◆ GIVEN TASK:
Reproduce the listing exactly and skip over any pictures.

◆ ENTRIES SHOWN:
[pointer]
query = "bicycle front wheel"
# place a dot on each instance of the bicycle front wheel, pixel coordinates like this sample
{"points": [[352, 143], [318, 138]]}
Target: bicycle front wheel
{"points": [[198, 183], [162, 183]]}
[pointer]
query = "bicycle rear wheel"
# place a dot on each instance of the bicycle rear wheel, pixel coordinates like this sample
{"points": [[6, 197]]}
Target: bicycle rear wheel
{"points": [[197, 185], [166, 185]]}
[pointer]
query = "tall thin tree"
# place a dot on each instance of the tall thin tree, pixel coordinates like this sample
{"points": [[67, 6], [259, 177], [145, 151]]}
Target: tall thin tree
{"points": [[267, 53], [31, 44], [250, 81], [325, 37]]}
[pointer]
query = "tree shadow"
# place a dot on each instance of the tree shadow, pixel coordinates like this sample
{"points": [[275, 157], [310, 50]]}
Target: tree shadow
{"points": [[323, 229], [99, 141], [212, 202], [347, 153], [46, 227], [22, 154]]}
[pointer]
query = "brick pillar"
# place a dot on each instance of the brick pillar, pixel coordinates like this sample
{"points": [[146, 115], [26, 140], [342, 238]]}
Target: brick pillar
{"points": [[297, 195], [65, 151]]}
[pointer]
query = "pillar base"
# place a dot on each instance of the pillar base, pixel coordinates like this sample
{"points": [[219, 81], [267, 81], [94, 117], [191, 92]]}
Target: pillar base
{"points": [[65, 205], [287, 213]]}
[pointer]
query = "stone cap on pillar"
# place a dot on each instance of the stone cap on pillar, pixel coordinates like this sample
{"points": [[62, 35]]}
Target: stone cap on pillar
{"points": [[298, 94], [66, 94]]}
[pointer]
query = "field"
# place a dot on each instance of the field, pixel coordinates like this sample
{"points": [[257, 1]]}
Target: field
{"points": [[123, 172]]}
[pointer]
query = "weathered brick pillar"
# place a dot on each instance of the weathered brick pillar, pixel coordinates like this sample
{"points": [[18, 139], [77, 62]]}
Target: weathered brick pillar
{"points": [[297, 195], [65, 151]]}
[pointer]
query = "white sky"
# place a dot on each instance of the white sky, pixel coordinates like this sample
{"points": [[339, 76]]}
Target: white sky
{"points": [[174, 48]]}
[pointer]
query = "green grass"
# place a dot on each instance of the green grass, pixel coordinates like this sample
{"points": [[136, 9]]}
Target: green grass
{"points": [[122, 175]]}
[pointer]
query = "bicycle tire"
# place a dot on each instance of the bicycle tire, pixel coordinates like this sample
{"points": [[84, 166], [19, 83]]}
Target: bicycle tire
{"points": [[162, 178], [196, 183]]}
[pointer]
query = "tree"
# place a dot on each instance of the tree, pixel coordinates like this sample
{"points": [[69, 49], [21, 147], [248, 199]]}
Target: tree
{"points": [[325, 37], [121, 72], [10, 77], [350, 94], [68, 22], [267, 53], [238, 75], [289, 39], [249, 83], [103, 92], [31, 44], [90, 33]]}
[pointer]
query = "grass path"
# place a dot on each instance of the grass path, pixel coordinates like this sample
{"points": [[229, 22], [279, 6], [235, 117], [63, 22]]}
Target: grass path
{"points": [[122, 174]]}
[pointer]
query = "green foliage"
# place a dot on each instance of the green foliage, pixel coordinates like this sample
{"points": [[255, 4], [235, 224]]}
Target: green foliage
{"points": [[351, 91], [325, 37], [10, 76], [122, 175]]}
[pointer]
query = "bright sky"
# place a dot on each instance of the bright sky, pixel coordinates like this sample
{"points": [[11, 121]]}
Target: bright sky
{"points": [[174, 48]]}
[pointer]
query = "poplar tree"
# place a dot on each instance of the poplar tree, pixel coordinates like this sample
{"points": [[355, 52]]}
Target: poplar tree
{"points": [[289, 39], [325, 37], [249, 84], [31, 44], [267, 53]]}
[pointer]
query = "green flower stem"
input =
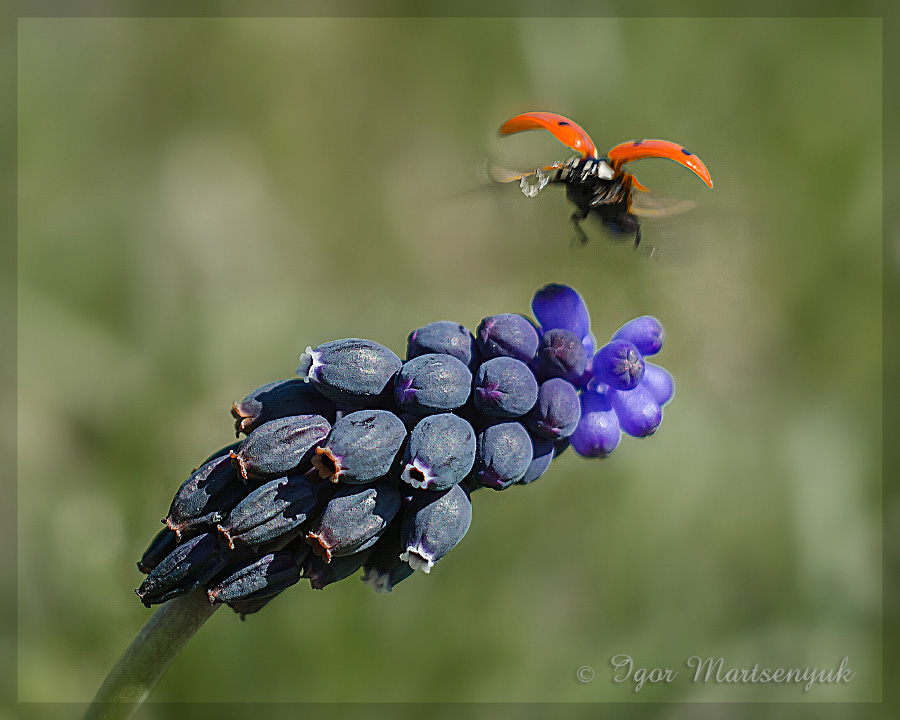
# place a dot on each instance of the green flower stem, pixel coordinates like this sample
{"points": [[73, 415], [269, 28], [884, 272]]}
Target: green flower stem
{"points": [[146, 660]]}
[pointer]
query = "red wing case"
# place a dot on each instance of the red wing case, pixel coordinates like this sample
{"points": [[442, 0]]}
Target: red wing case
{"points": [[566, 131], [640, 149]]}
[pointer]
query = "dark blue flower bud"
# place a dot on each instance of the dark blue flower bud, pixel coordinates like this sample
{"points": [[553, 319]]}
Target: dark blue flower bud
{"points": [[361, 447], [321, 574], [164, 543], [561, 307], [186, 568], [618, 364], [280, 446], [659, 382], [273, 510], [598, 432], [206, 497], [560, 354], [542, 455], [280, 399], [503, 453], [504, 388], [354, 519], [557, 411], [384, 569], [440, 452], [507, 335], [224, 451], [432, 383], [247, 607], [445, 337], [433, 524], [638, 412], [352, 372], [262, 577], [645, 332]]}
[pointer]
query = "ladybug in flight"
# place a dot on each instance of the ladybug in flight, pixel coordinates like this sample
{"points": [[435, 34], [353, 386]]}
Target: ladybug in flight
{"points": [[595, 184]]}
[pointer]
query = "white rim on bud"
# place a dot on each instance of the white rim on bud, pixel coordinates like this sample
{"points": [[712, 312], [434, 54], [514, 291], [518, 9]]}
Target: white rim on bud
{"points": [[309, 361], [418, 557], [377, 580], [427, 475]]}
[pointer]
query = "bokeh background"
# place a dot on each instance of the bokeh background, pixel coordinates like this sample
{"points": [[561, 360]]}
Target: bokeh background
{"points": [[200, 199]]}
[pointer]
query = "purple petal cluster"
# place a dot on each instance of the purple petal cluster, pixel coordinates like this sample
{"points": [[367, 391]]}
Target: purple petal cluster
{"points": [[368, 462]]}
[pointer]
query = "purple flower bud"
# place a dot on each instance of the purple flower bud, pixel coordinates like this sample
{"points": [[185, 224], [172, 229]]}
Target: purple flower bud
{"points": [[275, 509], [503, 453], [433, 524], [561, 307], [659, 382], [321, 574], [361, 447], [445, 337], [352, 372], [504, 388], [440, 452], [598, 432], [432, 383], [560, 354], [261, 577], [280, 446], [384, 569], [645, 332], [206, 497], [507, 335], [186, 568], [557, 411], [354, 519], [280, 399], [638, 412], [164, 543], [618, 364]]}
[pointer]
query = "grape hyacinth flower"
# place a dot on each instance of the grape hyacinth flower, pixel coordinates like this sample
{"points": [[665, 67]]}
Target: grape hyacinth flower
{"points": [[367, 461]]}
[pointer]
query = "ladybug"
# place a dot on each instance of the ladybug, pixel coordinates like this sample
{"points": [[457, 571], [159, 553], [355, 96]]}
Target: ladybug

◆ SOLUTION FOR THIS PROBLEM:
[pointer]
query = "bicycle front wheel"
# place a dot on each instance of the bicycle front wheel, pixel coordinates like this sample
{"points": [[352, 143], [318, 138]]}
Target: bicycle front wheel
{"points": [[198, 183], [162, 183]]}
[pointer]
query = "bicycle rear wheel"
# place a dot on each instance of the bicycle rear wheel, pixel coordinates like this sample
{"points": [[6, 197]]}
Target: bicycle rear wheel
{"points": [[197, 185], [166, 185]]}
[pointer]
query = "tall thin tree"
# place a dot on each instance of the tall thin tree, pixel coordinates like this sample
{"points": [[67, 6], [259, 177], [145, 151]]}
Target: tall thin tree
{"points": [[267, 53], [31, 44], [250, 81], [325, 37]]}
[pointer]
query = "tree shadow"
# place a dot on each instance of the tree shadow, pixel coordinates like this sample
{"points": [[275, 157], [310, 50]]}
Target: tree shadow
{"points": [[323, 229], [99, 141], [212, 202], [347, 153], [46, 227], [22, 154]]}
[pointer]
query = "brick pillar"
# place a dot on each instance of the brick pillar, pixel coordinates like this sample
{"points": [[146, 115], [26, 140], [342, 238]]}
Target: brick pillar
{"points": [[297, 195], [65, 151]]}
[pointer]
query = "pillar base"
# place a dot on each instance of the pillar base, pixel coordinates like this sample
{"points": [[219, 81], [267, 81], [94, 117], [191, 92]]}
Target: pillar base
{"points": [[65, 205], [287, 213]]}
[pointer]
query = "stone cap on pillar"
# place a dot on each instance of the stone cap on pillar, pixel coordinates like this sample
{"points": [[62, 35]]}
Target: stone cap on pillar
{"points": [[298, 94], [66, 94]]}
[pointer]
query = "field"
# place a dot on each instance of the field, pixel coordinates like this sample
{"points": [[257, 1]]}
Target: field
{"points": [[123, 172]]}
[pointer]
query = "weathered brick pillar"
# place a dot on each instance of the weathered brick pillar, pixel coordinates like this sample
{"points": [[18, 139], [77, 62]]}
Target: weathered brick pillar
{"points": [[297, 195], [65, 151]]}
[pointer]
query = "white sky"
# place a dot on each instance of the white sky, pixel coordinates like this sample
{"points": [[339, 76]]}
Target: white sky
{"points": [[174, 48]]}
[pointer]
query = "green grass"
# place a dot on each instance of the green grass, pixel coordinates like this sample
{"points": [[136, 9]]}
Target: green grass
{"points": [[122, 175]]}
[pointer]
query = "bicycle tire"
# place a dot on each instance of the bicycle tire, pixel coordinates like this sample
{"points": [[84, 166], [19, 83]]}
Target: bicycle tire
{"points": [[162, 178], [196, 183]]}
[pointer]
query = "tree"
# place a dot on each instance of the tree, pixel coordinates like this sample
{"points": [[69, 49], [21, 147], [248, 199]]}
Target: tree
{"points": [[325, 37], [121, 72], [10, 77], [350, 94], [68, 22], [267, 53], [238, 75], [289, 39], [249, 83], [103, 92], [31, 44], [90, 33]]}
[pointer]
query = "grass path"
# place a dot on each instance of the grass path, pixel coordinates like this sample
{"points": [[229, 22], [279, 6], [235, 117], [63, 22]]}
Target: grass path
{"points": [[122, 174]]}
[pointer]
query = "green foliage"
# place a dot on each instance of the green foliage, pixel coordinates like this sample
{"points": [[255, 4], [235, 224]]}
Target: green foliage
{"points": [[351, 91], [325, 37], [10, 76], [122, 175]]}
[pointer]
query = "bright sky"
# place a dot on each instance of the bright sky, pixel coordinates like this sample
{"points": [[11, 121]]}
Target: bright sky
{"points": [[174, 48]]}
[pointer]
query = "poplar tree"
# place a dot on each instance of the poplar tree, pixel coordinates like this sample
{"points": [[355, 52]]}
Target: poplar tree
{"points": [[289, 39], [325, 37], [249, 84], [31, 44], [267, 53]]}
[pointer]
query = "green flower stem"
input =
# place a dot on each instance of the green flower stem, pixel coordinates like this sample
{"points": [[73, 415], [269, 28], [884, 272]]}
Target: green flower stem
{"points": [[146, 660]]}
[pointer]
query = "red wing case"
# place a dot on each instance of the red wing case, pixel coordinates like this sample
{"points": [[442, 0]]}
Target: red wing case
{"points": [[566, 131], [640, 149]]}
[pointer]
query = "dark blue flower bud"
# place a dot on each instance of the dark blue flower bud, pixel coordinates like this sample
{"points": [[553, 319]]}
Target: dark blue flower bud
{"points": [[361, 447], [321, 574], [164, 543], [561, 307], [186, 568], [618, 364], [280, 446], [659, 382], [273, 510], [598, 432], [206, 497], [560, 354], [542, 455], [280, 399], [503, 453], [504, 388], [354, 519], [557, 411], [384, 569], [440, 452], [507, 335], [224, 451], [432, 383], [247, 607], [445, 337], [433, 524], [638, 412], [352, 372], [262, 577], [645, 332]]}
[pointer]
query = "ladybug in flight"
# place a dot on each instance of the ladybug in flight, pixel coordinates like this sample
{"points": [[435, 34], [353, 386]]}
Target: ladybug in flight
{"points": [[595, 184]]}
[pointer]
query = "white rim on bud"
# place a dot on each instance of the white rim on bud, pixel coordinates like this sample
{"points": [[712, 312], [434, 54], [514, 291], [518, 9]]}
Target: white rim on bud
{"points": [[309, 361], [418, 557], [377, 580], [427, 475]]}
[pointer]
query = "bokeh background"
# place a dot on each instance of the bokeh background, pixel coordinates like this sample
{"points": [[561, 360]]}
Target: bokeh background
{"points": [[200, 199]]}
[pointer]
query = "purple petal cluster"
# place a dot on each instance of the purple petal cluster, pixel coordinates like this sample
{"points": [[367, 391]]}
Target: purple petal cluster
{"points": [[368, 462]]}
[pointer]
query = "purple flower bud"
# place a dot on each instance of the purple flower bud, pixel coordinates like this sample
{"points": [[185, 224], [172, 229]]}
Target: purple flower bud
{"points": [[275, 509], [503, 453], [433, 524], [561, 307], [659, 382], [321, 574], [361, 447], [445, 337], [352, 372], [504, 388], [440, 452], [598, 432], [432, 383], [560, 354], [261, 577], [280, 446], [384, 569], [645, 332], [206, 497], [507, 335], [186, 568], [557, 411], [354, 519], [280, 399], [638, 412], [164, 543], [618, 364]]}
[pointer]
query = "grape hyacinth flower"
# place a dot on each instance of the grape hyacinth flower, pixel coordinates like this sample
{"points": [[665, 67]]}
Target: grape hyacinth flower
{"points": [[367, 461]]}
[pointer]
query = "ladybug"
# place a dot on each instance of the ladybug, pixel coordinates like this sample
{"points": [[457, 571], [159, 553], [355, 96]]}
Target: ladybug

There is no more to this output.